SHORT PROBLEM A: Translate this sentence from the passage on historiography and Da-sein into Spanish: "This existence is what existentially grounds historiography as a science."

TEXT SEGMENT:
This is only possible through Da-sein, so ``what historiographical
thematization presents as the possible object of its investigation must have
the kind of being of Da-sein \emph{that has been there}''.

World history \emph{is} together with Da-sein as being-in-the-world.  Once
Da-sein is no longer there, the world is also something that has-been-there.
World-historical objectively present things can \emph{become}
\emph{historiographical} material by being understood by Da-sein that
has-been-there.  This doesn't return to the ``past''; it presupposed
\emph{historical being toward} Da-sein that has-been-there, the historicity of
the historian's existence.  This existence is what existentially grounds
historiography as a science.  From here we can determine the \emph{object} of
historiography, which must be linked to authentic history and its disclosure of
what-has-been-there.  This is retrieve.  One cannot have authentic
historiographical understanding, however, if the possibility to be retrieved is
distorted into notions of ``individual'' events and universal ``laws''.

SHORT PROBLEM B: In the records, rewrite every line between the line holding "Task: put a single marker on each instance of the overcast" and the line holding "155), (174, 567)]", inclusive. Keep the requests unchanged, but multiply each coordinate in the answers by 2.05 and round to whole numbers, with halves rounding up. Give only those lines.

Coordinate annotation records:
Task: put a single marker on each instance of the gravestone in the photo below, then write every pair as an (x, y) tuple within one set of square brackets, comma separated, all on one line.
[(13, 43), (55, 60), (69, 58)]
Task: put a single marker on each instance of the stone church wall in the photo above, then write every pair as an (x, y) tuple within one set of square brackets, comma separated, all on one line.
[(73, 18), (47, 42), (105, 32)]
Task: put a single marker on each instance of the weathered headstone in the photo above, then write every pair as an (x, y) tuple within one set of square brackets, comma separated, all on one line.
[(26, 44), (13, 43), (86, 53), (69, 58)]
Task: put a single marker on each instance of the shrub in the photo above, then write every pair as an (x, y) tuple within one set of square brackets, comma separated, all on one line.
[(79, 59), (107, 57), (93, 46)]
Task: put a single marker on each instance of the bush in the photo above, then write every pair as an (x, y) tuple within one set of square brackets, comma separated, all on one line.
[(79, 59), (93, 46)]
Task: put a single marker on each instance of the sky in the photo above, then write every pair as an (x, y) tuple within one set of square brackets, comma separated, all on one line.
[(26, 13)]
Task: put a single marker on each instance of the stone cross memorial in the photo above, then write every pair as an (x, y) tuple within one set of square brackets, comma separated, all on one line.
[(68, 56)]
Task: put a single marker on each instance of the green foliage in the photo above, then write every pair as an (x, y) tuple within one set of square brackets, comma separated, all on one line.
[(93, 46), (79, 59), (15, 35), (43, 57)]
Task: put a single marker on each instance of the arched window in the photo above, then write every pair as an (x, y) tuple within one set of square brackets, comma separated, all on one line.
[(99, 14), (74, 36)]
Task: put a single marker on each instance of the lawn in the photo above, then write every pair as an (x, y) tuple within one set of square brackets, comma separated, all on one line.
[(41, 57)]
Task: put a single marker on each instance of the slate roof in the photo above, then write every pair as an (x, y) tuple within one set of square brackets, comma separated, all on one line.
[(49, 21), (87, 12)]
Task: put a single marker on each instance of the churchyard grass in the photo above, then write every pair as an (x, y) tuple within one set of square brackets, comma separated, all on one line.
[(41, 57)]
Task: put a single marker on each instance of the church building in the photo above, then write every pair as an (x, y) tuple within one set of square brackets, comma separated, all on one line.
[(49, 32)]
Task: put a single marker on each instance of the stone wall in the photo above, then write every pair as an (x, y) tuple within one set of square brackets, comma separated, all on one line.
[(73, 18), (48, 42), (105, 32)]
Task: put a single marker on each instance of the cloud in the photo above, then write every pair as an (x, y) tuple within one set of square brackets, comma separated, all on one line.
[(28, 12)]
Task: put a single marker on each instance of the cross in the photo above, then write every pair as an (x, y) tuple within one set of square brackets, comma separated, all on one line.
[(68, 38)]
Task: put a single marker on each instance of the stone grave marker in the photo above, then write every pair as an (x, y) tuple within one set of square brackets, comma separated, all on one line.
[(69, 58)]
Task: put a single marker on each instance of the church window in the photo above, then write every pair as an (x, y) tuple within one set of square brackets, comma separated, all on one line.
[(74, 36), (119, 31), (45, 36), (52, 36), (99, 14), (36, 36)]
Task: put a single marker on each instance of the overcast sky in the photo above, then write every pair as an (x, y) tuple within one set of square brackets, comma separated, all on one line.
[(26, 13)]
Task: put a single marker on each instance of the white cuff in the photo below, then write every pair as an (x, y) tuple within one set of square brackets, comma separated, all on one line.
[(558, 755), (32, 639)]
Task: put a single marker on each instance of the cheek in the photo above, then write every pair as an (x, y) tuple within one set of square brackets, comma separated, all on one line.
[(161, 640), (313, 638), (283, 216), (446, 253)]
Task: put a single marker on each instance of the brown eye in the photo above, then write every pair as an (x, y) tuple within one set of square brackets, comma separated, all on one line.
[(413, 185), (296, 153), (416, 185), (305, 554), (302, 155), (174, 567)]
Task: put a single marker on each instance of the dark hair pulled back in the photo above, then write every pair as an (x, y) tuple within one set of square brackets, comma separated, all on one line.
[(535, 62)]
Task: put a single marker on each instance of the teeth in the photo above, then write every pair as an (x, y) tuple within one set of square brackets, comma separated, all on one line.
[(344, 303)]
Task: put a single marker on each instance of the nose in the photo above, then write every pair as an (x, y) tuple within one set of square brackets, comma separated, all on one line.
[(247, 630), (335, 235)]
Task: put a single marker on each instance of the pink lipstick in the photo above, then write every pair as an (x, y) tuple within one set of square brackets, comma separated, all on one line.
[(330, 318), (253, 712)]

...

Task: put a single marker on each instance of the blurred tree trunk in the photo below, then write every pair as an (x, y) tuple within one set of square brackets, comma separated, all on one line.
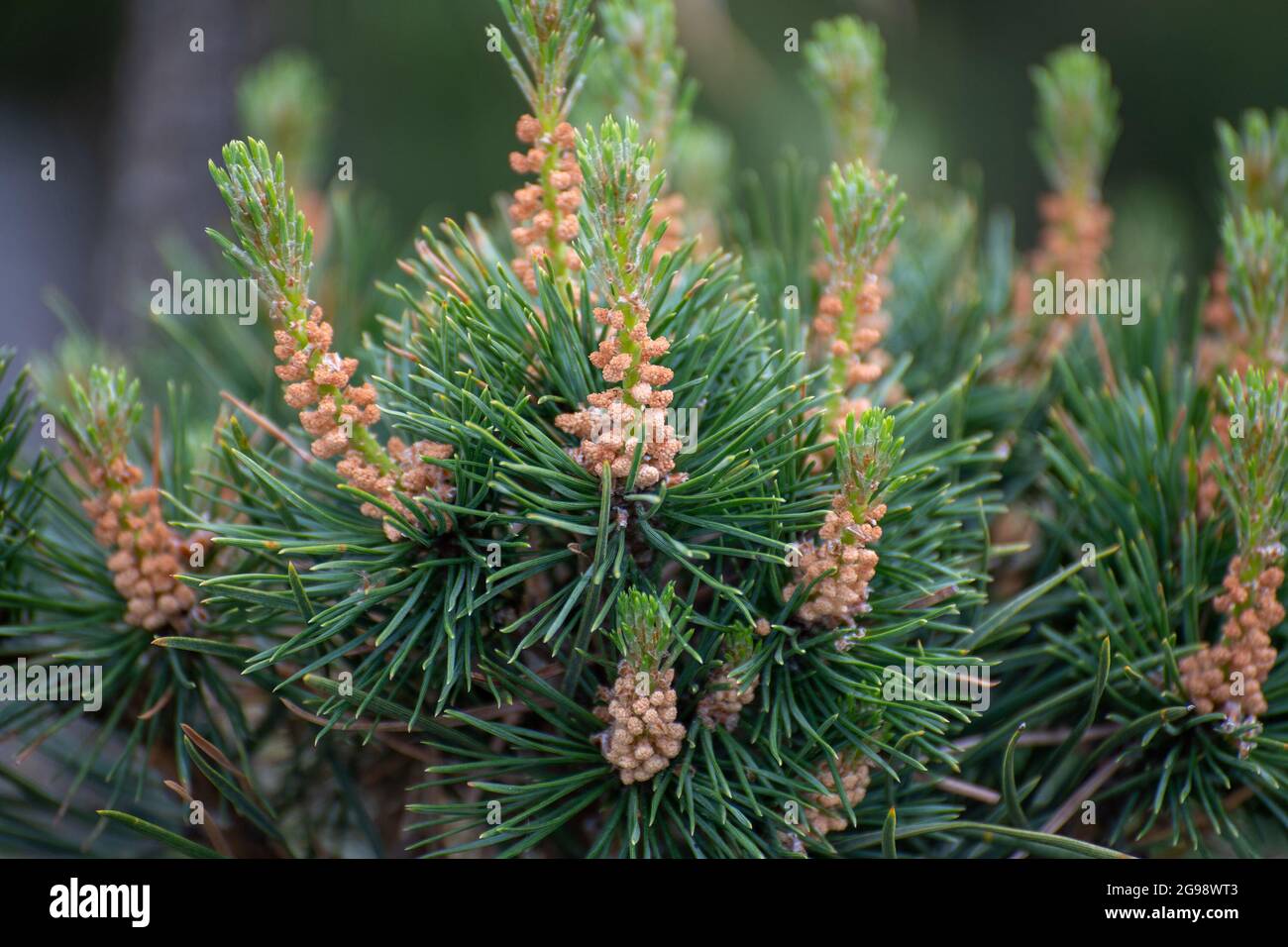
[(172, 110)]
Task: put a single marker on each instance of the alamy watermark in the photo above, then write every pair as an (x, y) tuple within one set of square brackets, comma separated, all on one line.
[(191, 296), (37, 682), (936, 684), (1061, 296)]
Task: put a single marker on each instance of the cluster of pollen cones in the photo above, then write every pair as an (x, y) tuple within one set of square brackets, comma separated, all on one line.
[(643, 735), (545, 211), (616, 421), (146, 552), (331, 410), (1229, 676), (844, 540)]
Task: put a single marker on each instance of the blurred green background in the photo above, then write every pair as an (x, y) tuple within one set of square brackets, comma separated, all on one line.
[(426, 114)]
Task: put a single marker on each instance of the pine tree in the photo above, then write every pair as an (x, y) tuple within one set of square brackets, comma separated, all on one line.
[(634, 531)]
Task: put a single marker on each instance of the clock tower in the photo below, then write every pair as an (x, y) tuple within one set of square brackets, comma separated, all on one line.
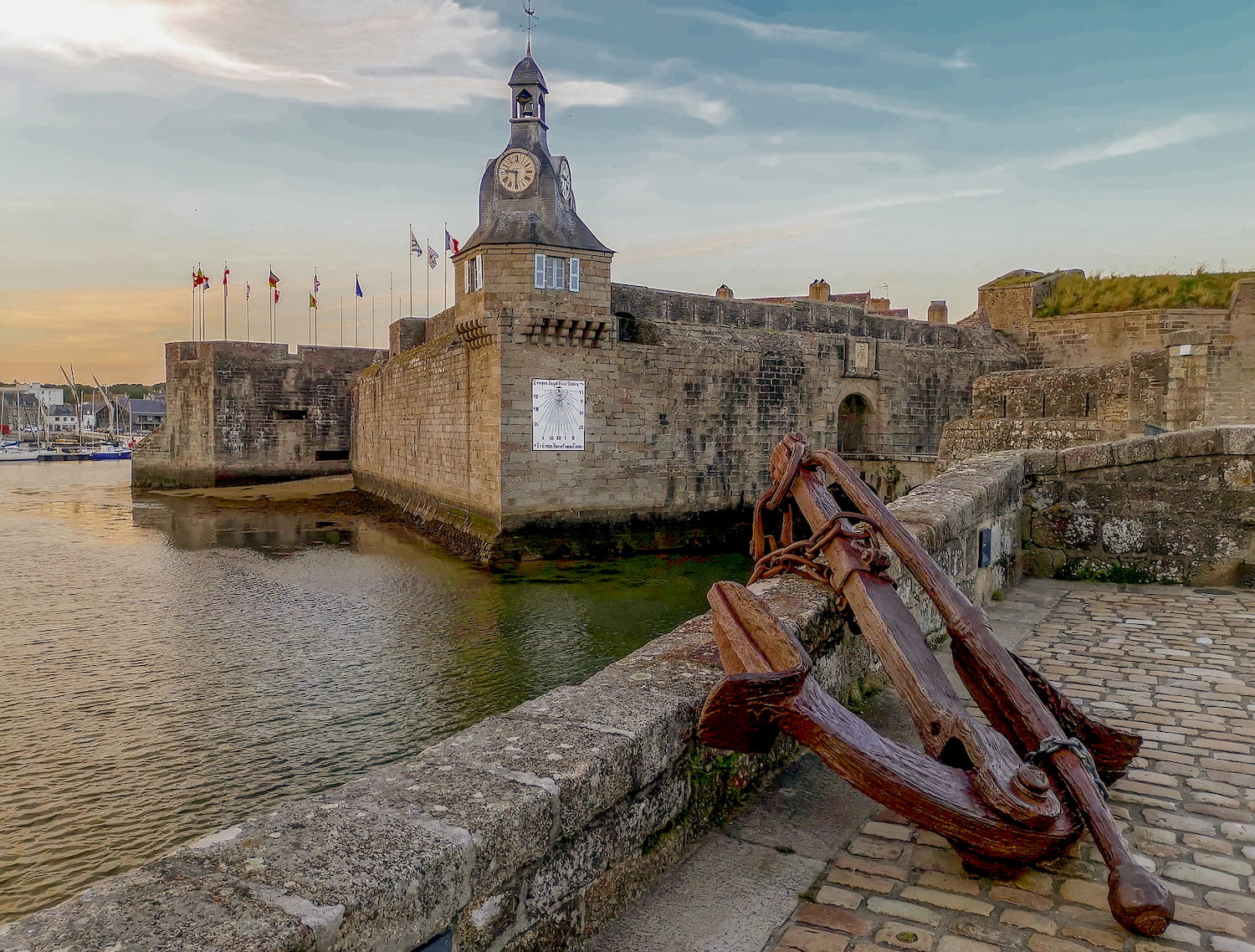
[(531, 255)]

--

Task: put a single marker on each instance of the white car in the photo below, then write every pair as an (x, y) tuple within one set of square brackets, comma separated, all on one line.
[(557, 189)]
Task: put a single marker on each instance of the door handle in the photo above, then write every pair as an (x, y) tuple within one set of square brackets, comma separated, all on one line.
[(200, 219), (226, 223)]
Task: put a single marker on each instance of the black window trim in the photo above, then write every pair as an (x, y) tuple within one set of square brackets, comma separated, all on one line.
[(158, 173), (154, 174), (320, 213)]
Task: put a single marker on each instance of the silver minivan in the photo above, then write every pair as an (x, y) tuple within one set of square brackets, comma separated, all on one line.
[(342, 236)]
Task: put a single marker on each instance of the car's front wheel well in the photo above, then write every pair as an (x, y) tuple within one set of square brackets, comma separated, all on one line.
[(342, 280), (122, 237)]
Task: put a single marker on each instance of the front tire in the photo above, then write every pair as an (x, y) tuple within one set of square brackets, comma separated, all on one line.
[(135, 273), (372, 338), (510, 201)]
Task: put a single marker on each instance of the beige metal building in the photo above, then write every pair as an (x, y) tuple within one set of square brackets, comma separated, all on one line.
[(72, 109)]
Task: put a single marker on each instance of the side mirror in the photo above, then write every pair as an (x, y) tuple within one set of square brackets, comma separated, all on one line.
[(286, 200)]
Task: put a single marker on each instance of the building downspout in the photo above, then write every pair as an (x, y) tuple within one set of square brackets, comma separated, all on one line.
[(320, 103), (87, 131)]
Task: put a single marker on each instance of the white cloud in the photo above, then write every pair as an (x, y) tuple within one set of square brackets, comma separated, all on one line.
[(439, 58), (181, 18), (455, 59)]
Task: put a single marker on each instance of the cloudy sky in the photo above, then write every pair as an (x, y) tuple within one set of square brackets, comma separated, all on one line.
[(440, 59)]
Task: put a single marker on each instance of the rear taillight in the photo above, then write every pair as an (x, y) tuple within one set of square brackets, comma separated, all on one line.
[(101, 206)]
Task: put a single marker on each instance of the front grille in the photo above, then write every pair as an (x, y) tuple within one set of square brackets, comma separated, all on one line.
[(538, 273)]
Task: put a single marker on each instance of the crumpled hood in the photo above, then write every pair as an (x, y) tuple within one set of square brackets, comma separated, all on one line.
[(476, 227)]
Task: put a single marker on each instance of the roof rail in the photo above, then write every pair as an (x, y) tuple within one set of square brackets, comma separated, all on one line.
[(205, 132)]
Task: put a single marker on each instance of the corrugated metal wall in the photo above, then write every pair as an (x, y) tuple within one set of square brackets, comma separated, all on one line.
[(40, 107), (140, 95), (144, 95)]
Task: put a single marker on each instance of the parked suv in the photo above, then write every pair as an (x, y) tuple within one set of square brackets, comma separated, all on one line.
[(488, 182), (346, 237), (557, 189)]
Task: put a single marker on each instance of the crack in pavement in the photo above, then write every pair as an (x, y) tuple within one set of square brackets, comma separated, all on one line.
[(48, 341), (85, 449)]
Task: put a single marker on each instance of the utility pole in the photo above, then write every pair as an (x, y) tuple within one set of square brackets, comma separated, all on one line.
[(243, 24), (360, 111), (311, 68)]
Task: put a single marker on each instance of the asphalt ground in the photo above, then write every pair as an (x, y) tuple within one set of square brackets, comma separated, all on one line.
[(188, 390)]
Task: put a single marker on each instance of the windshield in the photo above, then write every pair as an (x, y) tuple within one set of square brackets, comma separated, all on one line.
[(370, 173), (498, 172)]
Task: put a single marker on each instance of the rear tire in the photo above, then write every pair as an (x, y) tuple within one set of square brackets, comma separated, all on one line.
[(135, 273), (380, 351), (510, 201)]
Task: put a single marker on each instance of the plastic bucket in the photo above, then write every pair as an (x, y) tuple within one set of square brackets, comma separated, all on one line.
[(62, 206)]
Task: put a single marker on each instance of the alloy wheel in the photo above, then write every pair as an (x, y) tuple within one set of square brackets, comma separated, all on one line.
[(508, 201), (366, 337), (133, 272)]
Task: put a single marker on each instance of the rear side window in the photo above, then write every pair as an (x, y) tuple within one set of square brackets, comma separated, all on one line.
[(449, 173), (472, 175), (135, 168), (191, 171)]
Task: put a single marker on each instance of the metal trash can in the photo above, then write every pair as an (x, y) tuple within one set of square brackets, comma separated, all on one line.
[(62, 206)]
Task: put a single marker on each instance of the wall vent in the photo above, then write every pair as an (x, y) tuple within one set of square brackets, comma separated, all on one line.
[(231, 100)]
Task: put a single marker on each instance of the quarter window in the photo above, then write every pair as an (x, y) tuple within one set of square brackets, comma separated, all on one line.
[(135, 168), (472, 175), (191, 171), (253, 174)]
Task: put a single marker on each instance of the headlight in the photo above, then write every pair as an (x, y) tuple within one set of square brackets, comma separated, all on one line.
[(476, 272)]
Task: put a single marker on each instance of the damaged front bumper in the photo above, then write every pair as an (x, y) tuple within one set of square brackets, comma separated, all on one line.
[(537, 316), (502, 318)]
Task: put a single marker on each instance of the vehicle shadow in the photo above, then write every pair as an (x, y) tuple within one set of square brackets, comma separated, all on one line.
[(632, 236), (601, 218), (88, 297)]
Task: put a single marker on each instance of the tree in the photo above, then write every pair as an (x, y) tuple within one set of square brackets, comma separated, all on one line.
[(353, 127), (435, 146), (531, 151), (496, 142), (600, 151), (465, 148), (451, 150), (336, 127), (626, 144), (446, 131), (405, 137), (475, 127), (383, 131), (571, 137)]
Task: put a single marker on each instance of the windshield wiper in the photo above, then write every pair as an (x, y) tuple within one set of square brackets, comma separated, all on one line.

TASK SOLUTION A: Esta existencia es lo que fundamenta existencialmente la historiografía como ciencia.

TASK SOLUTION B:
Task: put a single marker on each instance of the overcast sky in the photo above, then write every pair as an (x, y) tuple within one set of square brackets, comma separated, all on one line.
[(53, 27)]
Task: put a single marker on each instance of the white cuff in the photo below, then write every pair as an (x, y) tuple within one set of square brackets, comma separated, all on one line.
[(1144, 1548), (66, 1310)]
Task: put a single marker on each instance of the cheek in the photo above, then write every pair as an (x, y) tuple within one set of square brackets, comma separated, all on one line.
[(330, 1312), (642, 1308), (580, 443), (914, 519)]
Task: put a single marker on each instance of the brown eye in the photo above, then write every pair as an (x, y) tuple within one set of square brackets, comma separated, all on one line.
[(847, 379), (607, 314), (853, 379), (625, 1136), (619, 318), (357, 1162)]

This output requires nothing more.